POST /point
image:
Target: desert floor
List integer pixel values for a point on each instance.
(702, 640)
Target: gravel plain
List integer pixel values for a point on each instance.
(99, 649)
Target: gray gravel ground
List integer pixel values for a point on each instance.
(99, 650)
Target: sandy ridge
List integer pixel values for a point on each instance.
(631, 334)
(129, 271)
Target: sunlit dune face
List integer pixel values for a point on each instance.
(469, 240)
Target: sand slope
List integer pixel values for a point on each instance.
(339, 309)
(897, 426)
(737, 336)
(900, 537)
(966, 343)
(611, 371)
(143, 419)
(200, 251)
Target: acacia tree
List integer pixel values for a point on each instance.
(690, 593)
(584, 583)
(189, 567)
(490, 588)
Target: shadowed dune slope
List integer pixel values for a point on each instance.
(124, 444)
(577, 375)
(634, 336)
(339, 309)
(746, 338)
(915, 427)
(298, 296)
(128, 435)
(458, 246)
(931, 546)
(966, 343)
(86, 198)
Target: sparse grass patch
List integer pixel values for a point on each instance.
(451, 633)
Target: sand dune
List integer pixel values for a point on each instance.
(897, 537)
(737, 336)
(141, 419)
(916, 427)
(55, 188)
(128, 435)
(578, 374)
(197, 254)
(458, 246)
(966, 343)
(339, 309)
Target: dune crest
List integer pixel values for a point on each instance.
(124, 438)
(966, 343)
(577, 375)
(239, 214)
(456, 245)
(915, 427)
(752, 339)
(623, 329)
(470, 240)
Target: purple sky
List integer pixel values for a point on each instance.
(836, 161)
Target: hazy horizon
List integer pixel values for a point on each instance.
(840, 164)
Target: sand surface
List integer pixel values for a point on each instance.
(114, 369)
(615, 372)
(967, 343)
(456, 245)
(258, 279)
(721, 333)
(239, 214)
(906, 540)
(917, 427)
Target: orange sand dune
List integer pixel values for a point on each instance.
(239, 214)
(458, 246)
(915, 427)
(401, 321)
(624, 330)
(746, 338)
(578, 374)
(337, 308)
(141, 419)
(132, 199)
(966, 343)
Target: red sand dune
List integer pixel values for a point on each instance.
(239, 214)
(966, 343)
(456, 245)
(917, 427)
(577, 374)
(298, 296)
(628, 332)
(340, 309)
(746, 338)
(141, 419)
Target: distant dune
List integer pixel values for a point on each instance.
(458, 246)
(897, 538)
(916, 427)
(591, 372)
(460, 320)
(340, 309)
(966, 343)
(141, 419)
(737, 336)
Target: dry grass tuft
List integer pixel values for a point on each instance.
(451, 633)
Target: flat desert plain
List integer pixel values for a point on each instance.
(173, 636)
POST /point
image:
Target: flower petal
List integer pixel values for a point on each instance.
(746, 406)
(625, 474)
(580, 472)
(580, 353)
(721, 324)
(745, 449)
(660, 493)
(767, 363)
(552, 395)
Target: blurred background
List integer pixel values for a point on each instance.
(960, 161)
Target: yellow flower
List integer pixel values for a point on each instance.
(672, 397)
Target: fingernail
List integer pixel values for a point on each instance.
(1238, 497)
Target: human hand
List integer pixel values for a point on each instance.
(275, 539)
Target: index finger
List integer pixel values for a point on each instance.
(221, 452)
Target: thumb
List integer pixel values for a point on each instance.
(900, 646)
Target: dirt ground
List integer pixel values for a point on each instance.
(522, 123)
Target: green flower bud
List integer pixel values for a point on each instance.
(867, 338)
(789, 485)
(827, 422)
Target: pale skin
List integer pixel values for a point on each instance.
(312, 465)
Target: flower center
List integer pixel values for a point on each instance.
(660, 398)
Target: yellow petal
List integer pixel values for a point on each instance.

------

- REQUEST -
Nothing in the listing may be changed; retype it all exactly.

- THE COMPLETED TASK -
POST /point
image:
Target: desert floor
List integer pixel values for a point on each instance.
(702, 640)
Target: gravel plain
List integer pixel values for a point on each instance.
(99, 649)
Target: gray gravel ground
List integer pixel values for a point on each instance.
(99, 650)
Target: sandy ridge
List integer pixel values for a point on each instance.
(631, 334)
(129, 271)
Target: sunlit dune face
List integer pixel values for a point on each instance.
(469, 240)
Target: sand slope
List integer pixel values for a point on each instance.
(339, 309)
(897, 426)
(737, 336)
(900, 537)
(966, 343)
(611, 371)
(143, 419)
(200, 251)
Target: acacia tree
List integer pixel values for a point on each instance.
(690, 593)
(584, 583)
(189, 567)
(490, 588)
Target: shadowed dune slope
List integer pixel values for a point on each instance.
(124, 444)
(577, 375)
(634, 336)
(339, 309)
(746, 338)
(915, 427)
(298, 296)
(128, 435)
(458, 246)
(931, 546)
(966, 343)
(86, 198)
Target: sparse grass patch
List integer pixel values for a point on each instance.
(451, 633)
Target: sand dune
List integer pixel values for a point on each instance.
(897, 537)
(737, 336)
(141, 419)
(916, 427)
(55, 188)
(128, 435)
(578, 374)
(197, 254)
(458, 246)
(966, 343)
(339, 309)
Target: dune crest
List integer pixel values for a point on each instance.
(124, 438)
(966, 343)
(577, 375)
(239, 214)
(456, 245)
(915, 427)
(752, 339)
(623, 329)
(470, 240)
Target: purple sky
List integer pixel values for a point on each instance.
(836, 161)
Target: hazy horizon
List integer pixel values for a point on each instance.
(840, 164)
Target: sand surface
List integer pixel values for a point on each instance.
(114, 369)
(615, 372)
(967, 343)
(456, 245)
(258, 279)
(721, 333)
(239, 214)
(906, 540)
(917, 427)
Target: orange sand dune
List integer pixel values for a point on each instance.
(239, 214)
(458, 246)
(915, 427)
(401, 321)
(624, 330)
(746, 338)
(578, 374)
(337, 308)
(141, 419)
(132, 199)
(966, 343)
Target: red sand dune
List integer pixel values for a point on each instance.
(239, 214)
(966, 343)
(456, 245)
(917, 427)
(577, 374)
(298, 296)
(628, 332)
(340, 309)
(746, 338)
(141, 419)
Target: distant dune
List integer pixel values for a point on each instance.
(458, 246)
(897, 538)
(916, 427)
(591, 372)
(460, 320)
(340, 309)
(966, 343)
(141, 419)
(737, 336)
Target: dry grass tuft
List integer pixel values for a point on each instance.
(451, 633)
Target: flat desert plain
List integer pixel values for a point on each instance.
(173, 636)
POST /point
image:
Target: flower petal
List integer pixel values for a point on each instance.
(746, 406)
(625, 474)
(580, 472)
(580, 353)
(721, 324)
(745, 449)
(660, 493)
(767, 363)
(552, 395)
Target: blurred background
List integer pixel values for a point on each instance.
(960, 161)
Target: yellow flower
List integer pixel values for a point on each instance.
(672, 397)
Target: fingernail
List integer pixel values for a point on each instance.
(1238, 497)
Target: human hand
List integer pixel values for a point on each instance.
(275, 539)
Target: index finger
List integer pixel values for a point on each instance.
(221, 452)
Target: thumb
List integer pixel values for a point on each instance.
(900, 646)
Target: dirt ground
List integer pixel values for a point on each instance.
(522, 123)
Target: green flower bud
List integer pixel values for a point on each instance.
(867, 338)
(789, 485)
(827, 422)
Target: pale skin
List integer pixel values for a point on each instance.
(312, 465)
Target: flower center
List integer pixel values for a point on each instance.
(660, 398)
Target: yellow petal
List integer pixel values for a point on each instance.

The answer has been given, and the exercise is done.